Set problem: In the material from the line with "in white blouse?" up to and including the line with "[121,372,156,411]", change "large window" to "tall window" and leave everything else as it is. Give back only those lines.

Supplied data:
## Begin
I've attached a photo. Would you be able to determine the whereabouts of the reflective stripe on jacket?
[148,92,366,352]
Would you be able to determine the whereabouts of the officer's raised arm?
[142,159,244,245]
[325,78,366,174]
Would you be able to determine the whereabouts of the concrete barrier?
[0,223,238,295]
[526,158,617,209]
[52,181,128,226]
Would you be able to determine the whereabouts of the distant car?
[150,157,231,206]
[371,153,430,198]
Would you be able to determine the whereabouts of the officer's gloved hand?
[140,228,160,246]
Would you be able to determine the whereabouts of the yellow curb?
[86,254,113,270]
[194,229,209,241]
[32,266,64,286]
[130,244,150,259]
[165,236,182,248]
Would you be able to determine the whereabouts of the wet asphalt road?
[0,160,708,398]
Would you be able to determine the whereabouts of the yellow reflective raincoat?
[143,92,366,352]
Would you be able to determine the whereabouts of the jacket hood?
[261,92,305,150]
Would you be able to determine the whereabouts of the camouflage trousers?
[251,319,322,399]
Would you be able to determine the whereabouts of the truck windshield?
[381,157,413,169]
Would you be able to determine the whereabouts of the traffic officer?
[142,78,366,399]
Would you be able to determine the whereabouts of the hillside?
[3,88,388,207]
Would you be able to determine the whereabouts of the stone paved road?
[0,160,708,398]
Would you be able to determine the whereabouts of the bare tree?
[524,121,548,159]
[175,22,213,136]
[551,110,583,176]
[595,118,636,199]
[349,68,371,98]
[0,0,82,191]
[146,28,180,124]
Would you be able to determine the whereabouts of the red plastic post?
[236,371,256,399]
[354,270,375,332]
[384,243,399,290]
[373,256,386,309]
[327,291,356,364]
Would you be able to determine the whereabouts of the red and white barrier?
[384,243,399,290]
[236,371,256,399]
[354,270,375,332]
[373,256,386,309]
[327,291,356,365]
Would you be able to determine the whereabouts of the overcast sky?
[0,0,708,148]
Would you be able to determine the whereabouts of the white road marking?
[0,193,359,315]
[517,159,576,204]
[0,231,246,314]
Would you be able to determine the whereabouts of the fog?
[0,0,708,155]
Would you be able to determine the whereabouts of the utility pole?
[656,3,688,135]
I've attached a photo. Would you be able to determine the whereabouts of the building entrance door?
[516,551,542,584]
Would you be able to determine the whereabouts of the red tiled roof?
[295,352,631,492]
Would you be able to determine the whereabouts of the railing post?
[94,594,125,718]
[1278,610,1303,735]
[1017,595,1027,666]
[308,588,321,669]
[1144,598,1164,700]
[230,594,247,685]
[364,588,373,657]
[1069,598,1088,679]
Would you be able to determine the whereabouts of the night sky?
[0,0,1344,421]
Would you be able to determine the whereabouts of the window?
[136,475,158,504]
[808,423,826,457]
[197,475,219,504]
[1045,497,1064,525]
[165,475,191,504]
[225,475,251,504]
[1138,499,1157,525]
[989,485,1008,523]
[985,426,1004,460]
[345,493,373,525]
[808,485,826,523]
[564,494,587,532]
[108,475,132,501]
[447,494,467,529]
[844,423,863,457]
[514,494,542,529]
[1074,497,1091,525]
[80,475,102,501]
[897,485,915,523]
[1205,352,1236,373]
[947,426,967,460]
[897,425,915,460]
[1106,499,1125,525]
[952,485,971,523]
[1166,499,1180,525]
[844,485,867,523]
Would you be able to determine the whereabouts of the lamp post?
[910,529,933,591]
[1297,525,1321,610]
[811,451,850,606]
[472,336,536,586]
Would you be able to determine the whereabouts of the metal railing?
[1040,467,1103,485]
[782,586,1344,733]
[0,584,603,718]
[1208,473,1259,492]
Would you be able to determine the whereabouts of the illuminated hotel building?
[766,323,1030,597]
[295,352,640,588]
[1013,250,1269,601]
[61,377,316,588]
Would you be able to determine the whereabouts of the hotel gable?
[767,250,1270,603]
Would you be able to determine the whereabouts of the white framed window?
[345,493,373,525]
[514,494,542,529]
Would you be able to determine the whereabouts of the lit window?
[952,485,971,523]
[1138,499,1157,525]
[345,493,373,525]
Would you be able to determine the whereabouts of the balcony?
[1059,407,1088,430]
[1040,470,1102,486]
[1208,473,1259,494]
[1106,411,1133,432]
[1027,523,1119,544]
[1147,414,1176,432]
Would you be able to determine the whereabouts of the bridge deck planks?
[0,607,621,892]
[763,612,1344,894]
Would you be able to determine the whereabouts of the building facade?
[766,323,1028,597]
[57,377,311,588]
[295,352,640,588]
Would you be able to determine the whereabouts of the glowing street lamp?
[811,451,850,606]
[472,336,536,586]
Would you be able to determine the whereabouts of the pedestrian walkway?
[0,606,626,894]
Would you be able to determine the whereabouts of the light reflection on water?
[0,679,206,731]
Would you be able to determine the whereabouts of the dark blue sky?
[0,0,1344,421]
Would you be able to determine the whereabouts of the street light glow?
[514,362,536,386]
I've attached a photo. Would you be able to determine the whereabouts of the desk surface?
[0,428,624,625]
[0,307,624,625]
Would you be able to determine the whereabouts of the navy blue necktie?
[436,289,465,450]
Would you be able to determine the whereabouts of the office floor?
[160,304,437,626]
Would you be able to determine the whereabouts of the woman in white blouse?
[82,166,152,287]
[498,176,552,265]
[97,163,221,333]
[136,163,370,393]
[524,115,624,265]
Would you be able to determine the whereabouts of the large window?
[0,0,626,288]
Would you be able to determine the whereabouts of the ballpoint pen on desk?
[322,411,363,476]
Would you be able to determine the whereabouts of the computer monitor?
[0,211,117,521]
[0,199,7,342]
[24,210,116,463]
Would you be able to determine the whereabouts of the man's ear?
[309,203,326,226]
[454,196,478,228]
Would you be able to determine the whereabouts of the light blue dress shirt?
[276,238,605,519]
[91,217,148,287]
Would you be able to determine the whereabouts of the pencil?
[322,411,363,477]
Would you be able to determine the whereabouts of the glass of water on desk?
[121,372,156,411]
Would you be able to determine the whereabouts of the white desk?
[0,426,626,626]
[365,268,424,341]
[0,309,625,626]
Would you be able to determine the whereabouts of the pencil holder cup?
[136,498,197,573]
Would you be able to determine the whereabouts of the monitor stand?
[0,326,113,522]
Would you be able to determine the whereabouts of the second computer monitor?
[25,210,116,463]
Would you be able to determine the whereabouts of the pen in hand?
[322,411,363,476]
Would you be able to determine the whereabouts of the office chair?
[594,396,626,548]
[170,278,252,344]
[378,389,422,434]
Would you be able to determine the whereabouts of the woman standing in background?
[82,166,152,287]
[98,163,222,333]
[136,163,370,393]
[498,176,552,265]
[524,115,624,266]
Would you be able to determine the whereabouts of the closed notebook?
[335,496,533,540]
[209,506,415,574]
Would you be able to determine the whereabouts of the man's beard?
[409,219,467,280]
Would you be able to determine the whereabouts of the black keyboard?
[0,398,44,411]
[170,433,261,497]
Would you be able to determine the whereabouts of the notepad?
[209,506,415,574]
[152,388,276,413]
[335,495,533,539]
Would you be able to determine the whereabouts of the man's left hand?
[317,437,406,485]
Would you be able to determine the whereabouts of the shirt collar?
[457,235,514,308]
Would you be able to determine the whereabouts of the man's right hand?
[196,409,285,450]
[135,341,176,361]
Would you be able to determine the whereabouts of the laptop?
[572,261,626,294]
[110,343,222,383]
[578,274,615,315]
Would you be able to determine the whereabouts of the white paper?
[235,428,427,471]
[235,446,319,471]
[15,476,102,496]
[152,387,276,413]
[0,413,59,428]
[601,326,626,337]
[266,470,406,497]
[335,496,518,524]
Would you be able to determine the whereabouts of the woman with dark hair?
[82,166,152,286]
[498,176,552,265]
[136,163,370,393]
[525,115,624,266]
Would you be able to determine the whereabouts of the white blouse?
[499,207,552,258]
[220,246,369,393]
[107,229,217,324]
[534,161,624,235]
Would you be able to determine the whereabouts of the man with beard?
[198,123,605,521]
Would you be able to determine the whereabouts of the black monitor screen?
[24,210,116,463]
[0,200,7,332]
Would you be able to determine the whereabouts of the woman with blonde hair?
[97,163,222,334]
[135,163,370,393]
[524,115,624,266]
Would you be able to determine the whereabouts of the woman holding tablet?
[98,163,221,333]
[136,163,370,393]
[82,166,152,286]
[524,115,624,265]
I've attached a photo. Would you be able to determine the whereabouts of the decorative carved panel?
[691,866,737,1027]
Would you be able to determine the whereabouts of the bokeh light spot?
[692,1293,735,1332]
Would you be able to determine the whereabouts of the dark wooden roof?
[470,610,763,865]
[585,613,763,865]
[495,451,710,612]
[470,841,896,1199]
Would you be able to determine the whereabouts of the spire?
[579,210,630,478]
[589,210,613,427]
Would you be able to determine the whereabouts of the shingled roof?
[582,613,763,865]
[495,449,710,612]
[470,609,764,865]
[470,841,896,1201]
## End
Exercise solution:
Would you be able to determine the whereabouts of the woman in white blouse?
[82,166,152,287]
[498,176,552,265]
[97,163,221,333]
[136,163,370,393]
[524,115,624,265]
Would you be able to determine the whereabouts of the tall window?
[0,0,626,288]
Would you be able to determine the whereabouts of the ballpoint pen on desk?
[322,411,363,476]
Would you be able to determine the whereabouts of the computer monitor?
[0,211,117,521]
[0,199,7,342]
[24,210,116,463]
Would you be able to determine the whereabouts of the man's ear?
[309,203,326,226]
[454,196,478,228]
Would you be able to determine the whereabouts of the light blue dress shirt?
[276,238,605,519]
[91,217,148,287]
Would you be able to determine the whereabouts of the pencil?
[322,411,363,477]
Would you be able to determine the whereabouts of the glass of water on desk?
[121,372,156,411]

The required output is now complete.